WHAT TO DO:
In all of the data below, replace "lesson" with "exercise" and repeat every line with nothing else changed. Leave the pictures out of your answer.

RAW DATA:

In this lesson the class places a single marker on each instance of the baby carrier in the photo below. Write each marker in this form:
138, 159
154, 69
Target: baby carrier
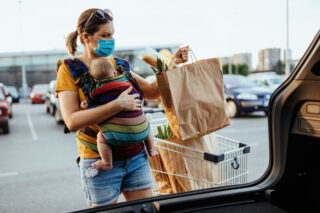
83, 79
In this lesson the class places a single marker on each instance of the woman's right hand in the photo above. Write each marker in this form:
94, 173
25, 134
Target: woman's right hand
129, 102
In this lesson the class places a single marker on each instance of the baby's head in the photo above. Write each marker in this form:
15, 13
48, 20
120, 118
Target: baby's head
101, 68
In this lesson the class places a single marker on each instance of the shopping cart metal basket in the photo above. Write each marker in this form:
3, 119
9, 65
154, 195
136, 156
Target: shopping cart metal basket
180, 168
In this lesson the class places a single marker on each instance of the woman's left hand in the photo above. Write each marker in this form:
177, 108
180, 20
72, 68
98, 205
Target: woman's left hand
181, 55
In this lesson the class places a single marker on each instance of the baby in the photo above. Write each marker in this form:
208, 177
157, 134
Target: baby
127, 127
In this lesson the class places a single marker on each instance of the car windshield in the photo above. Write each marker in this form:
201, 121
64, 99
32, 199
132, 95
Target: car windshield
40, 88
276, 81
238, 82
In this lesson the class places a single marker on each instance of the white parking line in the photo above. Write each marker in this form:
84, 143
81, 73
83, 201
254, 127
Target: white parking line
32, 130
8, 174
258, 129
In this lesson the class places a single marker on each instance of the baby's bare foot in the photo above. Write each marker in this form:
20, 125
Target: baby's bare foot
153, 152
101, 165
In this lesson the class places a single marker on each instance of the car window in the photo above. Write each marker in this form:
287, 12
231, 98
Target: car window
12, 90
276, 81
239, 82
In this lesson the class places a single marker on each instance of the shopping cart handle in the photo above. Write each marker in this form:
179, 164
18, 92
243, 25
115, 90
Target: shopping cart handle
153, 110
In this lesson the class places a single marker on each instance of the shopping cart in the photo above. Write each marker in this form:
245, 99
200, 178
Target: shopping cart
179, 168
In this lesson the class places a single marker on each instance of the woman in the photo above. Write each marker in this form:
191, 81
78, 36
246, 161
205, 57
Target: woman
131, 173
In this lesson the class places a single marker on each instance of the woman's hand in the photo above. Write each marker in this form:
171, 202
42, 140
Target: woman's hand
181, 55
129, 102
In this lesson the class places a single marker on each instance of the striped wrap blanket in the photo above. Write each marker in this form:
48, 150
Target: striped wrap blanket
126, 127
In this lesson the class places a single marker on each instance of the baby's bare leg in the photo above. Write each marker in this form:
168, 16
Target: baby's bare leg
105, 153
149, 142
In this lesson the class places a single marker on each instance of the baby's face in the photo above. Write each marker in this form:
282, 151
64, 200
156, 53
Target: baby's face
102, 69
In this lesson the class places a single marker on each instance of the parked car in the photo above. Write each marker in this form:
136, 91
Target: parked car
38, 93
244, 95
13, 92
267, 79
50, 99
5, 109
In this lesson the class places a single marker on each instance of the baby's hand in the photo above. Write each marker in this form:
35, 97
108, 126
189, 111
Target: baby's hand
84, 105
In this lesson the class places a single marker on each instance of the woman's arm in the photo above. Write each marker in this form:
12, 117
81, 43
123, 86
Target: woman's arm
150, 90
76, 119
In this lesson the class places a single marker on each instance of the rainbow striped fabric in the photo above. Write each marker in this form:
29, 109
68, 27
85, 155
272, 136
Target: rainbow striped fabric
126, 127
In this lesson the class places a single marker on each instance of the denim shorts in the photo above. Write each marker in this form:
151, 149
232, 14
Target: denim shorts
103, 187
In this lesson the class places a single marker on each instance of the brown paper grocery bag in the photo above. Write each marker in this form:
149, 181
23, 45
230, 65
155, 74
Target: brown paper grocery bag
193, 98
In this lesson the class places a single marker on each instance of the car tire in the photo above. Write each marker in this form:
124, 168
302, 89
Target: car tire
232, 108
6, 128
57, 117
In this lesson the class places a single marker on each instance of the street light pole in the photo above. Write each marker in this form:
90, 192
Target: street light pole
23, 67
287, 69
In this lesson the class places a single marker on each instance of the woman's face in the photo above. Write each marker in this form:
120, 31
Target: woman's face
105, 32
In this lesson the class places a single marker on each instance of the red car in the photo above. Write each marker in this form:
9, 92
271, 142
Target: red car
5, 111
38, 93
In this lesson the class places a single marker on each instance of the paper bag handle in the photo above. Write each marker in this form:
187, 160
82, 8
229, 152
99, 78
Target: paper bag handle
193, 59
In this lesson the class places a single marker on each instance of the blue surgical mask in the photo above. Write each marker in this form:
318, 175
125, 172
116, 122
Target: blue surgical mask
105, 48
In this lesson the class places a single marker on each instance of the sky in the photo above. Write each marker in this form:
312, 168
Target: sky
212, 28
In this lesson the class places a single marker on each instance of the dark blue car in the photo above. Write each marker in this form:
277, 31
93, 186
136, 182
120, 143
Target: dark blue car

FULL OUTPUT:
In this exercise the class places a single marker on each instance of the baby carrier in the photo below. Write each marker in this form:
138, 159
154, 69
Target: baby carrier
83, 79
In this exercise the class places a single marker on each instance of the woman's right hand in the photo above. Write each marker in this form:
94, 173
25, 134
Target: woman's right hand
129, 102
In this exercise the class places a single marker on each instance of the baby's head in the photo above. Write each marker in this form:
15, 13
48, 20
120, 118
Target: baby's head
101, 68
In this exercise the class places a single marker on each instance of the shopping cart metal basket in the photo above. Write each marker in this form:
3, 119
9, 65
154, 195
136, 156
Target: shopping cart metal basket
180, 168
In this exercise the class places a single marker on each instance of the woman's left hand in the photo above. Write each marker in this form:
177, 108
180, 20
72, 68
98, 205
Target: woman's left hand
181, 55
In this exercise the class places a single marker on each instance of the baby in the photo above. Write each marker in this form:
208, 177
157, 134
Target: baby
127, 127
In this exercise the class places a single marker on each instance of the car windshield in the photo above. Write each marker in this form:
201, 121
64, 99
32, 199
132, 95
Target: car windshield
40, 88
276, 81
238, 82
In this exercise the class places a single marker on each instance of the white parking line in the photo above. Write each marker in this form:
84, 143
81, 73
83, 201
254, 127
Target: white parking line
32, 130
8, 174
258, 129
In this exercise the class places a single marker on each instance of the baby's bare foot in the photo above. Write each marker in this form:
20, 125
Target: baby's bare foot
153, 152
101, 165
In this exercise the class places a single marker on each instance of the car window in the photo above. Write each marker in this form:
287, 12
231, 98
Target: car window
12, 90
276, 81
239, 82
In this exercise the class places a single marker on each instance of the shopping cart handle in the photo above. Write each marker in this form:
179, 164
18, 92
243, 25
115, 90
Target: shopping cart handle
153, 110
In this exercise the class places a single marker on each instance of the shopping cart in the photo above. Write each marker in this form:
245, 99
200, 178
Target: shopping cart
179, 168
In this exercise the class places a single marker on each instance of the woman in the photo above. Write each marker in this form:
191, 81
78, 36
246, 161
205, 57
Target: woman
131, 173
In this exercise the class places a single marker on each instance of the woman's hand in the photo above. Write each marker in this form:
171, 202
42, 140
Target: woman's hand
181, 55
129, 102
In this exercise the class places a single marker on each instance of the striped wrap blanket in the photo above. Write each marker in this form:
48, 150
Target: striped wrap blanket
126, 127
In this exercise the class places a single marker on each instance of the baby's bare leg in the photo above. Write each marker in this form:
168, 16
Target: baby's bare leg
105, 153
149, 142
In this exercise the class places a single marker on each instance of the baby's face in the photo above. Write each marker in this form:
282, 151
64, 200
156, 53
Target: baby's face
102, 69
In this exercise the class places a single marker on each instance of the parked car in the photo above. Write each marker in this form:
136, 91
Target: parked car
38, 93
244, 95
13, 92
267, 79
50, 99
5, 109
In this exercise the class places a single marker on each instance of the baby's hand in the photo above. Write each marker in this form:
35, 97
108, 126
189, 111
Target: baby's hand
84, 105
In this exercise the class places a single marker on each instance of the woman's arm in the photo above. Write each marker in this form:
12, 117
81, 43
123, 86
Target: woman's arm
150, 90
76, 119
In this exercise the class places a single marker on each instance of the rainbow striped fabric in the photo above. Write each marker in this form:
29, 109
68, 27
85, 155
272, 136
Target: rainbow striped fabric
126, 127
In this exercise the class places a single marker on each instance of the denim shorts in the photo above. Write each marker in this form:
151, 149
232, 14
Target: denim shorts
103, 187
In this exercise the class places a single marker on each instance of the brown paper grocery bag in the photo above. Write each marker in this form:
149, 181
23, 45
230, 65
155, 74
Target: brown paper grocery bag
193, 98
In this exercise the class places a single marker on each instance of the car tire in the photo above. Write each marker in this form:
124, 168
302, 89
Target: car tire
232, 108
6, 128
57, 117
In this exercise the class places a single marker on each instance of the street light pole in the photo above. Write each marker in this form:
90, 192
Target: street light pole
23, 67
287, 69
In this exercise the class places a single marker on each instance of the woman's face in the photo above. Write each marker in this form:
120, 31
Target: woman's face
105, 32
In this exercise the class places a single marker on each instance of the red car in the photo above. Write each marker in this form:
9, 92
271, 142
Target: red car
5, 111
38, 93
In this exercise the class places a single marker on each instance of the paper bag handle in the photo above. Write each marker in this form:
187, 160
82, 8
229, 152
99, 78
Target: paper bag handle
193, 59
In this exercise the class places a single marker on each instance of the blue surgical mask in the photo above. Write each marker in this form:
318, 175
125, 172
116, 122
Target: blue surgical mask
105, 48
In this exercise the class places a single marker on each instance of the sky in the photo above. Write each marker in this form:
312, 168
Target: sky
212, 28
In this exercise the class places a single marker on each instance of the dark blue car in the photo above. Write each marker in this form:
277, 31
93, 186
136, 182
120, 143
Target: dark blue car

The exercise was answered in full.